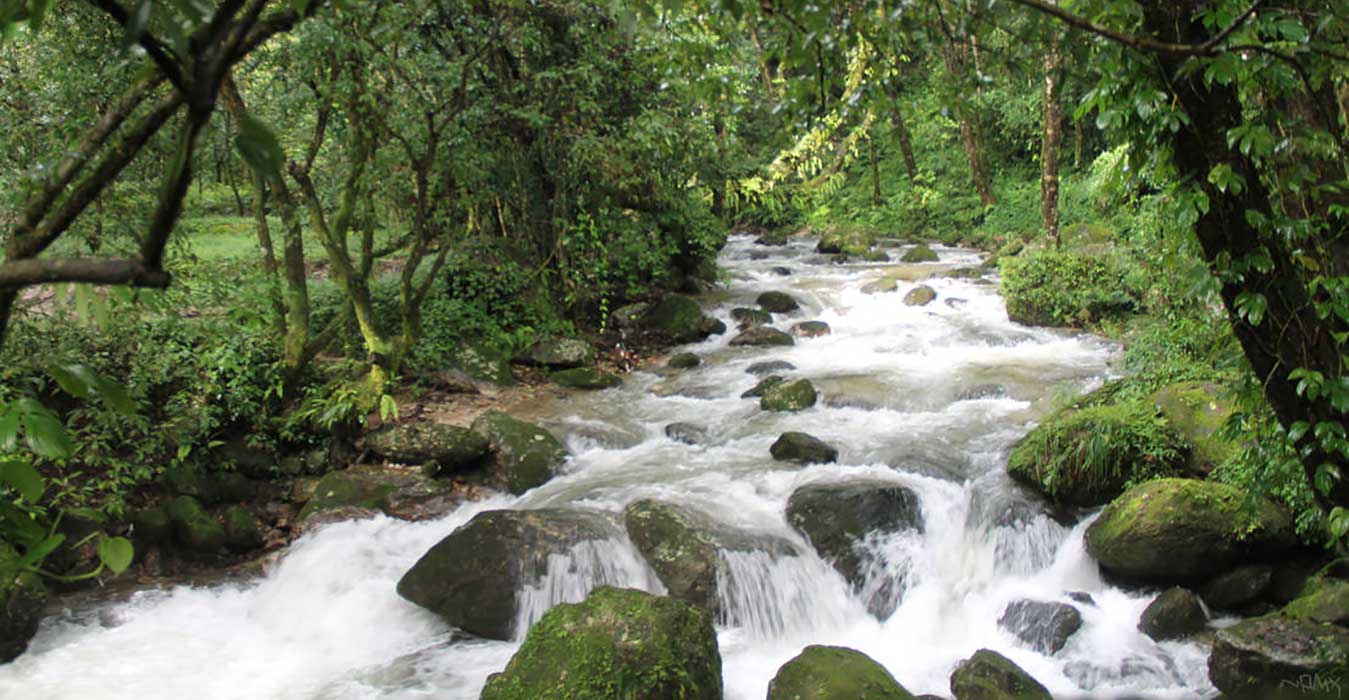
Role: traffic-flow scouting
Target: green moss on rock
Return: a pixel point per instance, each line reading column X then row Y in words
column 618, row 644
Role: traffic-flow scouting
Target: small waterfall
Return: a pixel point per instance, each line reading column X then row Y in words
column 572, row 575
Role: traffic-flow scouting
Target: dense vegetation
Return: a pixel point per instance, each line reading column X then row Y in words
column 256, row 223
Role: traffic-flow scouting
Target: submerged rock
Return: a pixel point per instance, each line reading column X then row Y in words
column 617, row 644
column 992, row 676
column 522, row 455
column 471, row 576
column 1181, row 529
column 1042, row 625
column 834, row 673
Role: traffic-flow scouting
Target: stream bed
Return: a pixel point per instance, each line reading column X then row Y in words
column 926, row 397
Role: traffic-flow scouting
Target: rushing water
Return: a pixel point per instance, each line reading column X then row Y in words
column 930, row 398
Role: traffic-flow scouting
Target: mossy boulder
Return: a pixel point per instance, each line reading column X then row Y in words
column 22, row 603
column 684, row 548
column 1182, row 529
column 834, row 673
column 471, row 576
column 680, row 320
column 992, row 676
column 617, row 644
column 193, row 526
column 920, row 296
column 522, row 455
column 1085, row 456
column 1195, row 410
column 762, row 337
column 777, row 302
column 586, row 378
column 348, row 490
column 919, row 254
column 803, row 448
column 1174, row 614
column 1266, row 657
column 789, row 397
column 448, row 448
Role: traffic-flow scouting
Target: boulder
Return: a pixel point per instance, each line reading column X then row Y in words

[PROBLEM DETAILS]:
Pictures stay out, and every line of the records is transcribed exactly.

[REPLY TO THE EXERCISE]:
Role: traffic-flow scouting
Target: green moss on rock
Return: a pixel point per instance, each line reading column X then row Y in words
column 618, row 644
Role: traffic-flow scouting
Target: small waterfall
Return: a pixel point per instance, each line reading column X then row Y in words
column 572, row 575
Role: traffic-flow scouting
Target: dense vegetation
Return: a pixel point per instance, each line reading column X then row Y in words
column 256, row 223
Role: traffic-flow scouting
Target: submerged rock
Return: a pixel point per instance, each line reading column X then row Y in words
column 617, row 644
column 992, row 676
column 522, row 455
column 471, row 576
column 1181, row 529
column 1042, row 625
column 834, row 673
Role: traffic-flow scouting
Target: stream bed
Return: a pixel point per instance, each line reading column X then row Y in words
column 926, row 397
Role: traffic-flow scouting
Target: rushing water
Return: a pixel point per instance, each line reading column X then row Y in words
column 930, row 398
Role: traffic-flow scouting
Target: mossy boulder
Return: a pixel point per instance, each line reading column X then row Y in words
column 22, row 603
column 684, row 548
column 1182, row 529
column 834, row 673
column 471, row 576
column 680, row 320
column 992, row 676
column 617, row 644
column 193, row 526
column 920, row 296
column 522, row 455
column 1085, row 456
column 1195, row 410
column 762, row 337
column 777, row 302
column 586, row 378
column 348, row 490
column 919, row 254
column 803, row 448
column 1174, row 614
column 1266, row 657
column 789, row 397
column 448, row 448
Role: traffic-flow scouting
Target: boulder
Return: a pixel point per instance, each line reading column X then row Y in words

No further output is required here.